■ **Work required**
Copy every line of the rows below word for word, leaving out the pictures.

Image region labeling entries
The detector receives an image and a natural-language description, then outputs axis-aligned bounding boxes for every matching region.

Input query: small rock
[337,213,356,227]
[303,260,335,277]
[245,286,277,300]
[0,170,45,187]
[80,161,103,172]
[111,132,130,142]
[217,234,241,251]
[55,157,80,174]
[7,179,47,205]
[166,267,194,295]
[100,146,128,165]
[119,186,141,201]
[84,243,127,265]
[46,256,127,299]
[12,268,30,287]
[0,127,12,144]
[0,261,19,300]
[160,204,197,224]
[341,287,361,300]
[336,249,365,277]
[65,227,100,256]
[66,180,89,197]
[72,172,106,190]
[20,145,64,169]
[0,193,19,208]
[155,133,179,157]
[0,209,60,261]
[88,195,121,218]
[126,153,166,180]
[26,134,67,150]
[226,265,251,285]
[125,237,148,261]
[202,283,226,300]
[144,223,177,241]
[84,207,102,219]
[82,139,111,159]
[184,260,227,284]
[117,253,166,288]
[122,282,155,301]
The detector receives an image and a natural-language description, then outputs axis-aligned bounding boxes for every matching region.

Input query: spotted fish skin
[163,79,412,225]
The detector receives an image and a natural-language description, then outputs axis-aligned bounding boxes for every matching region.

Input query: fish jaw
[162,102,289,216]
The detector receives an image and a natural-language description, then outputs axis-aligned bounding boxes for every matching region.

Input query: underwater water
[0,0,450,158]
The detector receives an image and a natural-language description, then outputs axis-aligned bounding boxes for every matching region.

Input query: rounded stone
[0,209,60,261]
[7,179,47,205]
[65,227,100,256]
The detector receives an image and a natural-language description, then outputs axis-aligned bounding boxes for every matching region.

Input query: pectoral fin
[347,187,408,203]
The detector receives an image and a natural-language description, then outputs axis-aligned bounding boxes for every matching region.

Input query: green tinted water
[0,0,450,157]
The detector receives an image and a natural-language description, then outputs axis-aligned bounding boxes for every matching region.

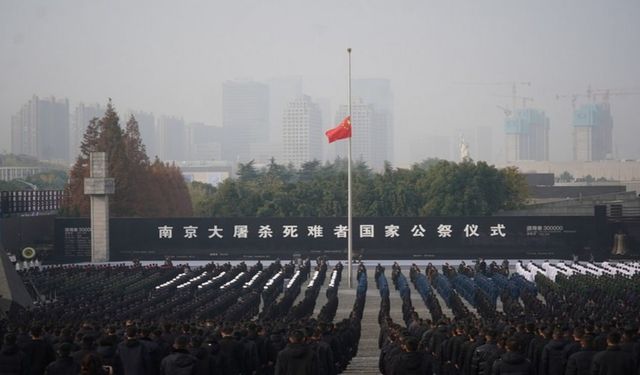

■ **Answer to the problem**
The detector receives an image and a natural-language description, then outputs axis-aligned bounding boxes for every matching region.

Input query: small rock
[337,213,356,227]
[303,260,335,277]
[245,286,277,300]
[0,170,45,187]
[80,161,103,172]
[111,132,130,142]
[217,234,241,251]
[55,157,80,174]
[7,179,47,205]
[166,267,194,295]
[100,146,128,165]
[119,186,141,201]
[84,243,127,265]
[46,256,127,299]
[12,268,30,287]
[0,127,12,144]
[0,261,19,300]
[160,204,197,224]
[341,287,361,300]
[336,249,365,277]
[65,227,100,256]
[66,180,89,197]
[72,172,106,190]
[20,145,64,169]
[0,193,19,208]
[155,133,179,157]
[0,209,60,261]
[88,195,121,218]
[126,153,166,180]
[26,134,67,150]
[226,265,251,285]
[125,237,148,261]
[202,283,226,300]
[144,223,177,241]
[84,207,102,219]
[82,139,111,159]
[184,260,227,284]
[117,253,166,288]
[122,282,155,301]
The detector receives an image and a natural-language description, then outputs axis-aligned bounding boxes for every matching region.

Input query: spotted fish skin
[163,79,412,225]
The detector receives an image and a natural-language description, then outputs axis-aligned bounding boxes for every matching region.

Input query: fish jaw
[162,102,289,216]
The detector receives an image and a natural-language description, then outputs axis-aligned bounding boxes for every matching region.

Input query: underwater water
[0,0,450,158]
The detector receives an image and a natural-language description, then outputs axis-aligned bounding boxes for every matching region.

Input query: rounded stone
[0,209,60,261]
[7,179,47,205]
[65,227,100,256]
The detector receives an image and a natural-language description, then outputs axis-aligned bounding boxes for every matching region.

Input query: pectoral fin
[347,187,408,203]
The detector receives an image and a natural-language description, then outputs axis-aligned bounding boxes for every matching region.

Input query: green tinted water
[0,0,450,157]
The detector receives an image and a natural-language description, then outputs axis-aligned bounding boxes for every matching region.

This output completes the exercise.